= PASSAGE PROVIDED =
--- --- ---
News | Patient Engagement | April 20, 2016

International Technology-based Competition Associated with More Exercise

Contest participants reported increased activity, weight loss and less time sitting

Stepathlon, exercise, cardiovascular health, Anand Ganesan, ACC.16

April 20, 2016 — A competition that used technology to encourage and track physical activity was effective at helping participants lose weight and exercise more in both developed and developing countries, according to a new study. Data were presented at the American College of Cardiology’s 65th Annual Scientific Session, April 2-4 in Chicago.

The researchers analyzed the records of more than 68,000 people in 64 countries who competed in small teams to increase their daily physical activity levels during a 100-day technology-based “virtual race.” They found that on average, participants increased their amount of walking by more than 3,500 steps per day, exercised nearly one additional day per week, lost just over 3 pounds and reduced their time spent sitting by about 45 minutes per day.

“Physical inactivity, sedentary lifestyles and obesity are massive global problems that affect high-, middle- and low-income countries,” said Anand Ganesan, MBBS, Ph.D., associate professor at Flinders University in Adelaide, Australia, and the study’s lead author. “We need tools to get people moving that are attractive to consumers, that are affordable and that work on a large scale. Our study suggests that by using technology in a clever way, perhaps we, as a community, can devise solutions to this problem.”

The research is based on participant data for a 100-day international event known as Stepathlon. During annual Stepathlon events, participants are organized into workplace-based teams of five, issued an inexpensive pedometer and encouraged to increase their daily step count through an interactive, multi-platform application that engages them with frequent emails, quizzes and social media communication. Each five-person team competes with other teams around the world in a virtual race that culminates with prizes awarded in various categories at the end of the 100-day period.
--- --- ---
= INPUT DATA =
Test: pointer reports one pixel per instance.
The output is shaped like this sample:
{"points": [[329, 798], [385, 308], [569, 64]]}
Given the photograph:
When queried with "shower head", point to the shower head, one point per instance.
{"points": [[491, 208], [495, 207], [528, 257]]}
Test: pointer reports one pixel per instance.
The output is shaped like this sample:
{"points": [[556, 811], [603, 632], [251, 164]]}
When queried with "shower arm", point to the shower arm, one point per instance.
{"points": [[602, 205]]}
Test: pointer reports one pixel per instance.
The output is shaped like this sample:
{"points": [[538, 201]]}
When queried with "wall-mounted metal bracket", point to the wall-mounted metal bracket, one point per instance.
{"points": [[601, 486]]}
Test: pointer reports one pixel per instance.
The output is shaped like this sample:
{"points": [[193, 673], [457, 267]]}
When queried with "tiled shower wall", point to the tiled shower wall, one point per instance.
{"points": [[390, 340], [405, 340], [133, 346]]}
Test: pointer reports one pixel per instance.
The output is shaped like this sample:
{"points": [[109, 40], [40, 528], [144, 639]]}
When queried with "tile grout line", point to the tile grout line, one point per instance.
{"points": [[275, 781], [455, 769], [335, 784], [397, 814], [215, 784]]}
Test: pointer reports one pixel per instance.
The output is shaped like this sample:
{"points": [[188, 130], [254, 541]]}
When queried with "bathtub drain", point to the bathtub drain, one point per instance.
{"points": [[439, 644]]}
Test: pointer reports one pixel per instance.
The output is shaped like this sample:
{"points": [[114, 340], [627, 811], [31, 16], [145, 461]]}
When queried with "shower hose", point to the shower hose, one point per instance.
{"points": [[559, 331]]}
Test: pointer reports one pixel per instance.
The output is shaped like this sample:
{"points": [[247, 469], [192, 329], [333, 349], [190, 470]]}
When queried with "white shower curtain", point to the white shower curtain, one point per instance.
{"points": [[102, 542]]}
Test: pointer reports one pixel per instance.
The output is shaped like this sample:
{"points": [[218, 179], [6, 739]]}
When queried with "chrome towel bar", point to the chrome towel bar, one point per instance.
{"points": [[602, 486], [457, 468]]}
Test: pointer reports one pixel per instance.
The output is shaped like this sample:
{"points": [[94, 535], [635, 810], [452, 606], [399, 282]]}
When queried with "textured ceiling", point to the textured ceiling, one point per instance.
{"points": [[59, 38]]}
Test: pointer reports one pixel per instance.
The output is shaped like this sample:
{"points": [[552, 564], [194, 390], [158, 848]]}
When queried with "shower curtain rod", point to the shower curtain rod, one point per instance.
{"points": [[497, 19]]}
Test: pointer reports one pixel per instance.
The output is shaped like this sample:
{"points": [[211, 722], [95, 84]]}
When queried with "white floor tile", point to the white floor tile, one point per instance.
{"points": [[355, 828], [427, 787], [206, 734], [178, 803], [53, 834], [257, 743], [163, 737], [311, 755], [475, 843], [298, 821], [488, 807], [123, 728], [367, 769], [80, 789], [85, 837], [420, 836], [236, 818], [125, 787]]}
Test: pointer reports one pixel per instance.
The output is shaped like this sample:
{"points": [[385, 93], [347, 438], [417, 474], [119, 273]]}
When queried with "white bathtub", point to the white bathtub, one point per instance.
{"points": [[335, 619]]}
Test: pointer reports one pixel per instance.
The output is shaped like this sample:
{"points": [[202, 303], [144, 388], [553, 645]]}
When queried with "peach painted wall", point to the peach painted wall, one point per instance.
--- --- ---
= TASK INSTRUCTIONS =
1. Copy from the Stepathlon article the stretch from "April 20, 2016 —" through "minutes per day.".
2. Extend the Stepathlon article by writing what would follow its final paragraph.
The rows have no connection to the Stepathlon article.

= RESPONSES IN ORDER =
1.
April 20, 2016 — A competition that used technology to encourage and track physical activity was effective at helping participants lose weight and exercise more in both developed and developing countries, according to a new study. Data were presented at the American College of Cardiology’s 65th Annual Scientific Session, April 2-4 in Chicago.

The researchers analyzed the records of more than 68,000 people in 64 countries who competed in small teams to increase their daily physical activity levels during a 100-day technology-based “virtual race.” They found that on average, participants increased their amount of walking by more than 3,500 steps per day, exercised nearly one additional day per week, lost just over 3 pounds and reduced their time spent sitting by about 45 minutes per day.

2.
“The idea is to increase physical activity and wellness, but in a fun and social way that builds on teamwork and camaraderie,” Ganesan said. “Stepathlon combines a number of lessons that we know are important to helping people change their activity levels and lose weight — it uses the power of mobile technology to remind users of the need to move, it provides a social group that encourages moving, and it builds on the lessons we have learned about self-monitoring using pedometers.”

Using data from Stepathlons held in 2012, 2013 and 2014, the research team analyzed participants’ physical activity and weight before and after each 100-day Stepathlon event. The results revealed improvements in all four parameters measured — daily step count, number of days per week in which participants exercised, amount of weight lost and minutes per day spent sitting.

More than 90 percent of participants were from low- and middle-income countries, and the results were consistent across countries of all income levels. “To our knowledge, our study is the first to provide comparative data on the effectiveness of this kind of intervention in both the developed and developing world,” Ganesan said.

The results were also consistent in both men and women and were similar across all three years studied.

Stepathlon is run by a start-up company in Mumbai, India, that charges a fee for participation. Generally, its fees — $62.50 per participant or $312.50 per team of five — are paid by companies that invite their workers to enroll as part of a workplace wellness program.

Ganesan said a key goal for future research is to evaluate whether the improvements were sustained after the Stepathlon ended. One limitation of the study is that researchers relied on self-reports from participants regarding weight and other parameters, rather than objective measurements. However, the large number of people included in the study and the fact that similar benefits were seen across all three years studied offer reassurance that the findings are robust, Ganesan said.

Being physically active and maintaining a healthy weight are seen as important parts of a heart-healthy lifestyle. Obesity, physical inactivity and spending too much time sitting down have been associated with increased risk of cardiovascular disease, adverse cardiac events and death.

Ganesan receives financial support from the National Health and Medical Research Council of Australia. The researchers have no financial relationship with the start-up company Stepathlon, which provided data on an unrestricted basis for the purpose of scientific research.

This study was simultaneously published online in the Journal of the American College of Cardiology at the time of presentation.